___ Passage provided ___

In the 19th century, the characteristic American sound had a kind of puritanical freshness, according to contemporary accounts. Critics of the reigning American divas at the end of the century, for example, described Clara Louise Kellogg’s sound as “maiden-like.” Minnie Hauk was dubbed the “American icicle,” and Emma Eames was praised for her “icy execution.” The first American opera stars, Davis observes, were as noted for their piousness as for their performances. It was precisely the “saintly persona” of the English-born Jenny Lind which P.T. Barnum, the canny impressario and promoter of her staggeringly successful American tour of 1850, exploited to sell her charms to the public. As the “people’s prima donna,” Emma Abbott never failed to attend church on Sunday, and demanded that all 60 members of her touring troupe share her high morals. In the 20th century, the American singer became justly regarded for technical proficiency. And to this day, American singers, it is fair to say, are as a rule, simply better trained, better prepared, technically more capable and professionally more dependable than their European counterparts.

___

In the passage on American opera singers, what nickname was Minnie Hauk given?

___ Entries ___

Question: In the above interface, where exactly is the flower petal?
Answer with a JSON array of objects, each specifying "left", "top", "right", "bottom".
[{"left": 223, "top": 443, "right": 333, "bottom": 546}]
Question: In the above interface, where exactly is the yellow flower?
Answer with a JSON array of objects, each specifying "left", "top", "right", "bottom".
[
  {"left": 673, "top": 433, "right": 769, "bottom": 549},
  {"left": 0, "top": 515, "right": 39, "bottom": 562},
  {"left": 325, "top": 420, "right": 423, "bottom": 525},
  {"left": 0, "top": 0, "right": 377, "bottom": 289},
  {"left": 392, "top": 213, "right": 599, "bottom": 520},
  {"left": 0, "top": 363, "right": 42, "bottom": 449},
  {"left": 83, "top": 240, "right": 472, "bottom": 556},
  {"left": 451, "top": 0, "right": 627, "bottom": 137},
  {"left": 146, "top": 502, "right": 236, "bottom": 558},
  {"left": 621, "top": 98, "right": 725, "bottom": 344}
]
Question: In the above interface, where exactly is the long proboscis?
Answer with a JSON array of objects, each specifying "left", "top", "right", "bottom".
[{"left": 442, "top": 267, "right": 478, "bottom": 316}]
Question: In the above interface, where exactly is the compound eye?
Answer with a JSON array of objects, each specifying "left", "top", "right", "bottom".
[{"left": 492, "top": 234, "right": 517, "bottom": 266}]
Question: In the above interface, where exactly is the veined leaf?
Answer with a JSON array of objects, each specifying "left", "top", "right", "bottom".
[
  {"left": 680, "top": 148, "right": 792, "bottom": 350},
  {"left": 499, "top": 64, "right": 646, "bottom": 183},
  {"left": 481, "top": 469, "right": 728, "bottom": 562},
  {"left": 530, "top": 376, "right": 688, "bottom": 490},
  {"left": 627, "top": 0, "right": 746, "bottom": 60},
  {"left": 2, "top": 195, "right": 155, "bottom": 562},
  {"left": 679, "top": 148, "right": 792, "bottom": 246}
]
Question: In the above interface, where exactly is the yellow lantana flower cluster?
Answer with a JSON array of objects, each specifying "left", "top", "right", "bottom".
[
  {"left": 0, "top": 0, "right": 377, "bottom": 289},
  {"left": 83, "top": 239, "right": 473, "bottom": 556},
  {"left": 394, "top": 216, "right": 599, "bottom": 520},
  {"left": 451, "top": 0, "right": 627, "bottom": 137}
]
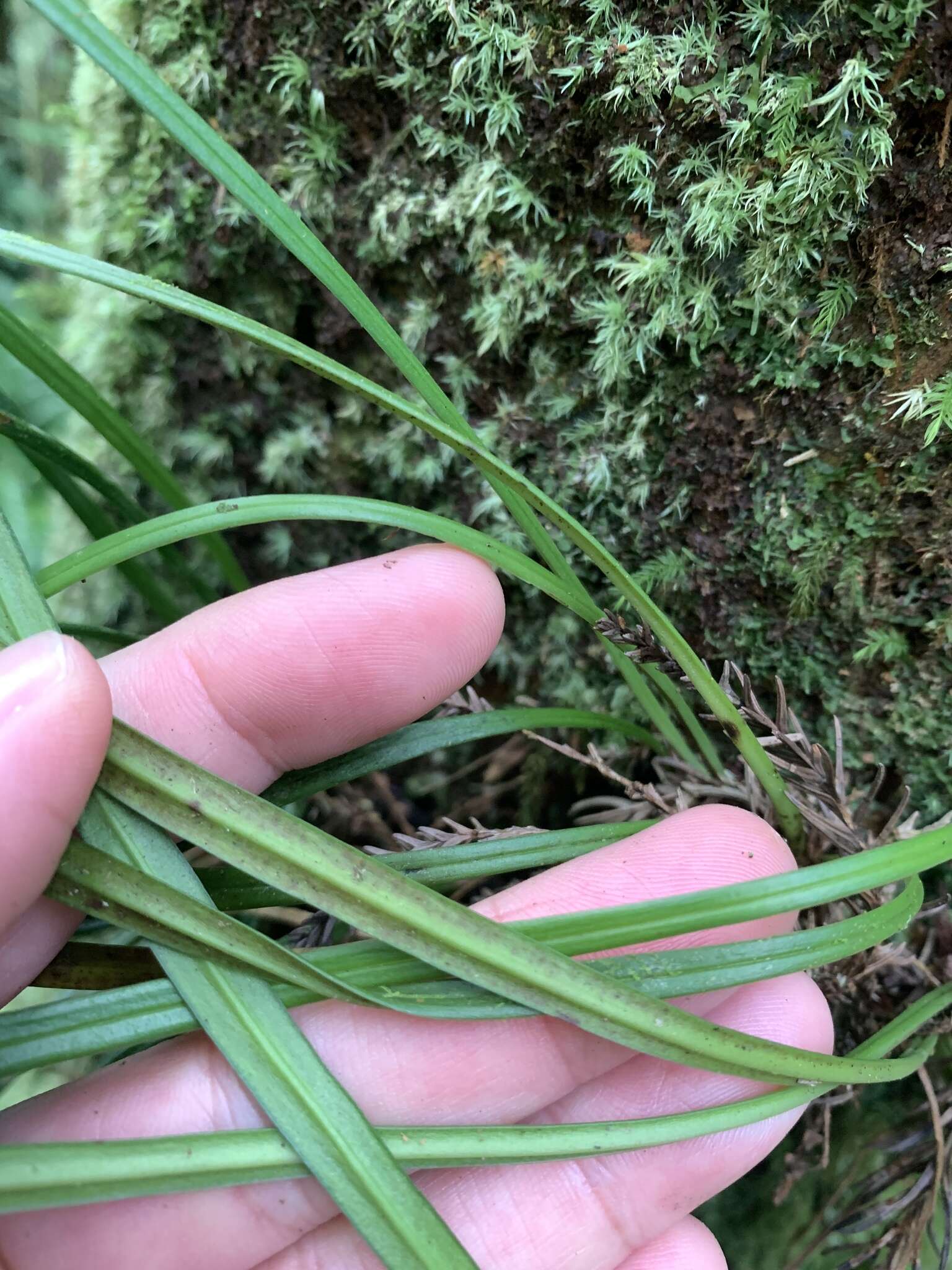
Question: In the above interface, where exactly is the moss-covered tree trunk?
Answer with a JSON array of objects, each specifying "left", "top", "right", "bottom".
[{"left": 70, "top": 0, "right": 952, "bottom": 813}]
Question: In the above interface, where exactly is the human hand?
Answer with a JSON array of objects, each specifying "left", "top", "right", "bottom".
[{"left": 0, "top": 546, "right": 831, "bottom": 1270}]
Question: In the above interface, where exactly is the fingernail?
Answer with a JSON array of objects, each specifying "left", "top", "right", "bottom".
[{"left": 0, "top": 631, "right": 68, "bottom": 729}]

___

> **Completed task**
The "American icicle."